> _Your task_
Print each line of the listing once more, precisely as given.

> _Data to process_
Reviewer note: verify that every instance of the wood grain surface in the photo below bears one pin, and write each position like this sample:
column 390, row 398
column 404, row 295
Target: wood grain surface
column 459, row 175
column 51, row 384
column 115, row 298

> _Result of this exercise_
Reviewer note: verify that every instance of the wood grain surface in the photo below bears one pin, and write each position like this sample:
column 390, row 398
column 404, row 295
Target: wood grain surface
column 459, row 175
column 51, row 384
column 115, row 298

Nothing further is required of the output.